[INPUT MATERIAL]
☆ ☆ ☆ ☆
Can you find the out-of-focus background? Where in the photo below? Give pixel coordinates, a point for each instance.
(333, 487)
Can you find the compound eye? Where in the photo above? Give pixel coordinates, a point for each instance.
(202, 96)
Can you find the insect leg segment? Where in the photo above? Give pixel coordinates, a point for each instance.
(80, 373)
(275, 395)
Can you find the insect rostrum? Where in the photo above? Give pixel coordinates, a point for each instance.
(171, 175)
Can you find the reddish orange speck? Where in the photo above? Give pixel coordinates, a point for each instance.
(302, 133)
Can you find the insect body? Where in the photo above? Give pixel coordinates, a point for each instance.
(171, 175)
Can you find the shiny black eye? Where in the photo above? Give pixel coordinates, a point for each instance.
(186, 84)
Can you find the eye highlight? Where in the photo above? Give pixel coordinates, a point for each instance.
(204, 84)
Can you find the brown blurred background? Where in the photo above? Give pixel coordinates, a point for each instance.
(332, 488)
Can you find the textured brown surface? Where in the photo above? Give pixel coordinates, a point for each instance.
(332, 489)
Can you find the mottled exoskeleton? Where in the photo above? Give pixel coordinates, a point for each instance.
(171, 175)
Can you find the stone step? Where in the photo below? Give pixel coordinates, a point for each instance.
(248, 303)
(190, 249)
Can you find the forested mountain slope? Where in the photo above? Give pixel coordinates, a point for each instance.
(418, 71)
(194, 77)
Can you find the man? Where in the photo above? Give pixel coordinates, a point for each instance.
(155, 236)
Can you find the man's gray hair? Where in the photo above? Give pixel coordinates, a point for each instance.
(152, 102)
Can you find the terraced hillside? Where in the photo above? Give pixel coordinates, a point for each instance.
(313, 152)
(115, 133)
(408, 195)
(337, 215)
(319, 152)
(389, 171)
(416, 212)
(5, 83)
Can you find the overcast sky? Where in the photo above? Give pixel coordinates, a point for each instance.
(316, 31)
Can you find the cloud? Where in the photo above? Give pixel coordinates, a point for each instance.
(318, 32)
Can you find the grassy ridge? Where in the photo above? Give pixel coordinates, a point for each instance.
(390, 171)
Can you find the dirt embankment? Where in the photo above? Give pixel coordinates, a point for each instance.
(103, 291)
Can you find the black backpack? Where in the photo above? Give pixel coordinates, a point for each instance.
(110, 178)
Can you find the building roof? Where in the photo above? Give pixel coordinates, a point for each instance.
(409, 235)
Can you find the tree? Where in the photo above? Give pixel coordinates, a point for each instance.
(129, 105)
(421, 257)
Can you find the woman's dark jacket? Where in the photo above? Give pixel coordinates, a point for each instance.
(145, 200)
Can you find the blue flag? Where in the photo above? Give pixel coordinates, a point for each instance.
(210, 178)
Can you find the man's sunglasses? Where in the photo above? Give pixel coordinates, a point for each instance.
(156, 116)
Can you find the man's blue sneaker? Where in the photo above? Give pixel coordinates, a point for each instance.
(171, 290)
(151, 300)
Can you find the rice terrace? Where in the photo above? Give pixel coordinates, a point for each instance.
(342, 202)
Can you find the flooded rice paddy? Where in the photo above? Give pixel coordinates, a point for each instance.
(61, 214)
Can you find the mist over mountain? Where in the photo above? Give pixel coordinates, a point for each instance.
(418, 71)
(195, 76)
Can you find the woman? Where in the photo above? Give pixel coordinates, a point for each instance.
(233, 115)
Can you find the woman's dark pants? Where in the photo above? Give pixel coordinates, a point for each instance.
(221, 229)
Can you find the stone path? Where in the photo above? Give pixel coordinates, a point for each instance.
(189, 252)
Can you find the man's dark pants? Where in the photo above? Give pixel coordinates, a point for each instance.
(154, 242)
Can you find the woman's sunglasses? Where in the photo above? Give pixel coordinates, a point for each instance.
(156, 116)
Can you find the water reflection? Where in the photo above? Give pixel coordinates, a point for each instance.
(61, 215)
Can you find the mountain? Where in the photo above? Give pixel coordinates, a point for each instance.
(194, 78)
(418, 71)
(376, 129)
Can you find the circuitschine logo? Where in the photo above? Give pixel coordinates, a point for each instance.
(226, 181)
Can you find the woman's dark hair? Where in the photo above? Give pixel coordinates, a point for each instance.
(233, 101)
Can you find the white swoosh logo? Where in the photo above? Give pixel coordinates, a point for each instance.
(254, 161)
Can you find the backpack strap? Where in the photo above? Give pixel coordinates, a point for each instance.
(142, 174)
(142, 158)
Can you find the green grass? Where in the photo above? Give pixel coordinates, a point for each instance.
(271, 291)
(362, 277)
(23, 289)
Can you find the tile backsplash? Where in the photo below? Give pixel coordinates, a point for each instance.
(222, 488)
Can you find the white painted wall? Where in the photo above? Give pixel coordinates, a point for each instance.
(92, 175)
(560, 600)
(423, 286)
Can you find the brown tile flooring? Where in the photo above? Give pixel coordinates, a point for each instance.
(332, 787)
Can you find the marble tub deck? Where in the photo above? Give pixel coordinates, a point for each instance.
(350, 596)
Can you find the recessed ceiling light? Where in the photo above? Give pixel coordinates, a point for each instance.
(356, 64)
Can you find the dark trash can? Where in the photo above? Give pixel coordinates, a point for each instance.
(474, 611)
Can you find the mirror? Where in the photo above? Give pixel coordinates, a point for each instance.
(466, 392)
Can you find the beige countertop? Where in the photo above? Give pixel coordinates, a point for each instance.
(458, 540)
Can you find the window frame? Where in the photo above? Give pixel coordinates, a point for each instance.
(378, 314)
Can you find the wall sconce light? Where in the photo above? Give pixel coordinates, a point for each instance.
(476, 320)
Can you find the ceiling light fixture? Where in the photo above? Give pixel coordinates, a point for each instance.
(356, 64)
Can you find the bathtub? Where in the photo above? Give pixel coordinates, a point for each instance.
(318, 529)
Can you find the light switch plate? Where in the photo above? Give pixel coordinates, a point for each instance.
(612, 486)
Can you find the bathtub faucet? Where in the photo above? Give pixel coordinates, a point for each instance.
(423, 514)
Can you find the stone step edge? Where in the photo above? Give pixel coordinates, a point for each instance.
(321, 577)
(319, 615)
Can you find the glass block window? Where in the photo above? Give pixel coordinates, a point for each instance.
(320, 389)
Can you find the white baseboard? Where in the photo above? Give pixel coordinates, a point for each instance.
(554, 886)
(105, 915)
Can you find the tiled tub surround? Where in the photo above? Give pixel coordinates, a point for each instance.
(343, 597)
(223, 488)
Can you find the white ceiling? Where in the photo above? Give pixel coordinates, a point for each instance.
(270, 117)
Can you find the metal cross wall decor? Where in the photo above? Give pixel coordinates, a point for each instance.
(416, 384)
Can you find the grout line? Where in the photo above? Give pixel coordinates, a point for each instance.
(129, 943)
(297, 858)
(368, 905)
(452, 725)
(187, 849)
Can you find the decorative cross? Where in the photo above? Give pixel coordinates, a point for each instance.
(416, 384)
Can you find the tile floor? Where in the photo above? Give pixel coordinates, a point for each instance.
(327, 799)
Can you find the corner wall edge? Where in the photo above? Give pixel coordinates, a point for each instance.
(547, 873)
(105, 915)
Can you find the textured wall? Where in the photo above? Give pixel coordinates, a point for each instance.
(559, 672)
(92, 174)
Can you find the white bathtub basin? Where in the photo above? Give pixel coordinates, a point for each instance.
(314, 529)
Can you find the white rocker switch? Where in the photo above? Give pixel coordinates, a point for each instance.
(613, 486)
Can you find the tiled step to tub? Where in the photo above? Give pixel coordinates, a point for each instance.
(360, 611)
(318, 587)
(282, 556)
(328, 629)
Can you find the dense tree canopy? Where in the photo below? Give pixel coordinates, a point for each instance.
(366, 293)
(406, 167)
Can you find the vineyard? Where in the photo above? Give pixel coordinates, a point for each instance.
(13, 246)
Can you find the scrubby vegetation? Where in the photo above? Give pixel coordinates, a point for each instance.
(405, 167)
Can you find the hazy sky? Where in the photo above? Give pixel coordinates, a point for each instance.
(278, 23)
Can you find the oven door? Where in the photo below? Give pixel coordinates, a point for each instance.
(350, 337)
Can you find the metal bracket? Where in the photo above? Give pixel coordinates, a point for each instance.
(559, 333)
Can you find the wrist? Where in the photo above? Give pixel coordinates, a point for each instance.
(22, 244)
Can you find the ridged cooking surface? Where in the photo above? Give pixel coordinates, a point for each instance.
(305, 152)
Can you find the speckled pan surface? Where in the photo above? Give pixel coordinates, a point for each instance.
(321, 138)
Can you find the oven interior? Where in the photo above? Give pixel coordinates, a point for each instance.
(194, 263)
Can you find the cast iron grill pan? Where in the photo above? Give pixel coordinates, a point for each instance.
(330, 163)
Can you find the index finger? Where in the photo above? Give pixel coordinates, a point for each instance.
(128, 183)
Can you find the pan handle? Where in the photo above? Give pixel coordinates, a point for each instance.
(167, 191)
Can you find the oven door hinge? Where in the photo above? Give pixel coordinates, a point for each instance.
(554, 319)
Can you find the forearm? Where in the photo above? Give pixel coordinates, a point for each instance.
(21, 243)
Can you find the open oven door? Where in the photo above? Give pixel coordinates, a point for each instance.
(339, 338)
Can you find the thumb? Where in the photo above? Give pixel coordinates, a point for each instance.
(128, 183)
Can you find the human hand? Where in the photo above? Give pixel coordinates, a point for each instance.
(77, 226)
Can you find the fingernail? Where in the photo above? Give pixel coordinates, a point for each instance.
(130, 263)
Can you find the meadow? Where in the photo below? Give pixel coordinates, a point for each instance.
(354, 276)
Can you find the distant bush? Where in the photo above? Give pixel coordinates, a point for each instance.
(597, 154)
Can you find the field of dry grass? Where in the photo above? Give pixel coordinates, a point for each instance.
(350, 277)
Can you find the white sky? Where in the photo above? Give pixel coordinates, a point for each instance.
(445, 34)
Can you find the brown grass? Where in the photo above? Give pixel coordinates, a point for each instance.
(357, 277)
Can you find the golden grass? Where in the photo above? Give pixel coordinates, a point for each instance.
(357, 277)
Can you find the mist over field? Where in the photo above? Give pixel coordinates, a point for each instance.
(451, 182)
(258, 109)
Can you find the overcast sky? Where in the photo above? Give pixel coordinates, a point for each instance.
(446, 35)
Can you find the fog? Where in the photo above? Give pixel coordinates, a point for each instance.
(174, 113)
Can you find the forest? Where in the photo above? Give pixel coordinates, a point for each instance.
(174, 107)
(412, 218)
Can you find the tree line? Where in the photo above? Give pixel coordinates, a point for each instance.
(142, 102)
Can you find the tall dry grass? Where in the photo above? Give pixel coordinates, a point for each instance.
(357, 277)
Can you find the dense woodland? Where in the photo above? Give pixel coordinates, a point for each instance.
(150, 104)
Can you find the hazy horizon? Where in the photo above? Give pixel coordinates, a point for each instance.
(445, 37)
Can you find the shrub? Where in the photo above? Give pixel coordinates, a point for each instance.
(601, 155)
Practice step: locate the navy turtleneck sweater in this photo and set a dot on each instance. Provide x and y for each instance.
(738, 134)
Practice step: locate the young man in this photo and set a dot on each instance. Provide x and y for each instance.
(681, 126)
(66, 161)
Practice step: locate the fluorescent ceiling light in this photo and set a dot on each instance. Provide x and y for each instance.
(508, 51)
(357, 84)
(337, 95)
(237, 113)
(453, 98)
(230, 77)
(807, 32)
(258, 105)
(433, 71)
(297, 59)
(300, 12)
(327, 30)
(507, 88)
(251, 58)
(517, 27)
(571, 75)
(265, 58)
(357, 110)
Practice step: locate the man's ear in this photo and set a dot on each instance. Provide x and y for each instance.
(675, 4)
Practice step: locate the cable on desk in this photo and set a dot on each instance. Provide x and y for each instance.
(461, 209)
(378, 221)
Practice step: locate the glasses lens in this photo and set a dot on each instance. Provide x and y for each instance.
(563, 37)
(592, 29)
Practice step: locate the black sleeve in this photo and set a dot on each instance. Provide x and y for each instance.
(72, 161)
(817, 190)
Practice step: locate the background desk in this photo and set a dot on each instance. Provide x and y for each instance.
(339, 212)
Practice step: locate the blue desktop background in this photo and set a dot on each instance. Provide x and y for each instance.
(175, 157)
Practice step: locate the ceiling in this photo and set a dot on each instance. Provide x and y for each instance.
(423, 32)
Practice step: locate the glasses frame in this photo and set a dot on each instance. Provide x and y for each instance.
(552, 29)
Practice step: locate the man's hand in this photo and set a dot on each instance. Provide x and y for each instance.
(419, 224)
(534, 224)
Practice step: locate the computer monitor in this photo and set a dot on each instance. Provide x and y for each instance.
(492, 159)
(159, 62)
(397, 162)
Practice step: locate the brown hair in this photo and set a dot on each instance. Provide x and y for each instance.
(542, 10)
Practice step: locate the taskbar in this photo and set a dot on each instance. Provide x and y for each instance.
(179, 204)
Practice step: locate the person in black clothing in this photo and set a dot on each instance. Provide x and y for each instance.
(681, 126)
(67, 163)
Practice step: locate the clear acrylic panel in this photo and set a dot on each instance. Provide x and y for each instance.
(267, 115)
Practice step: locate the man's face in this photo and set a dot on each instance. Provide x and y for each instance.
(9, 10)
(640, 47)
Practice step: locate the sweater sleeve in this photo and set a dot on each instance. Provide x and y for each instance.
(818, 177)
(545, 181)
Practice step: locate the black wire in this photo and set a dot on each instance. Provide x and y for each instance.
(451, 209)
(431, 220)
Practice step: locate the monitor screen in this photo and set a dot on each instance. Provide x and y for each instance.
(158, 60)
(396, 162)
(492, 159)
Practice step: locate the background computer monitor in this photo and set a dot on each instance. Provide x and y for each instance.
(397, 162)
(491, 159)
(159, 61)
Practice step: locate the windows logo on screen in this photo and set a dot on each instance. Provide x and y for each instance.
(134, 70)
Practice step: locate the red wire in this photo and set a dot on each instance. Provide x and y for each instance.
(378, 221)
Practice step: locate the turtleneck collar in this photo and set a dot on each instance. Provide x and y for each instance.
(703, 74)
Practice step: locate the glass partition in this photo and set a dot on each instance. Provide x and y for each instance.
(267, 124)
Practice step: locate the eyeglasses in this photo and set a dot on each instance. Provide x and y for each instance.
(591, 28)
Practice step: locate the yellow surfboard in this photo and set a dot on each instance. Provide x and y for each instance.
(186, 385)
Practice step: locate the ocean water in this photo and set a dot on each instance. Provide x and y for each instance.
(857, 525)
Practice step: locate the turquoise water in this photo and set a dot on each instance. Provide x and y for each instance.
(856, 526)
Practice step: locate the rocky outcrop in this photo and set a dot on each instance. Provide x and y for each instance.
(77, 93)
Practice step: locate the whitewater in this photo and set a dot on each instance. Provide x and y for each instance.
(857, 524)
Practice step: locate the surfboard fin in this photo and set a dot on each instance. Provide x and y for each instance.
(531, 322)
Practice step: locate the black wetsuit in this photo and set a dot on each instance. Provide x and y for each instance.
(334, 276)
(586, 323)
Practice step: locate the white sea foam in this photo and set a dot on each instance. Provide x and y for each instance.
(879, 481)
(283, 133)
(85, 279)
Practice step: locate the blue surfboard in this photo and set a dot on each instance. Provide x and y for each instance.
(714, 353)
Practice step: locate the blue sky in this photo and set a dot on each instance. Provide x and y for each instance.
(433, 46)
☆ ☆ ☆ ☆
[WORK TO COMPLETE]
Output only the lines from the one that contains "Practice step: locate the turquoise" through the final line of the records, exactly as given.

[SOLUTION FOR THIS EXERCISE]
Practice step: locate the turquoise water in this photo and set a dot on each instance. Provide x and y for each instance.
(856, 526)
Practice step: locate the rocky outcrop in this photo and set a dot on each instance. Provide x and y for each instance.
(77, 93)
Practice step: locate the whitewater in this photo and set a dot on each instance. Provide x and y for each instance.
(857, 524)
Practice step: locate the surfboard fin in this photo and set a dot on each instance. Provide x and y for each instance.
(531, 322)
Practice step: locate the black wetsuit in this photo and set a dot on each instance. Provide x and y for each instance.
(334, 276)
(586, 323)
Practice step: locate the white sea foam in this photo and set a dot on each instance. Provide x and y for each instance.
(879, 481)
(283, 133)
(85, 279)
Practice step: locate the blue surfboard in this photo and set a dot on each instance. Provide x and y for each instance.
(714, 353)
Practice step: locate the blue sky in this photo and set a dot on each instance. Provide x and y for each instance.
(433, 46)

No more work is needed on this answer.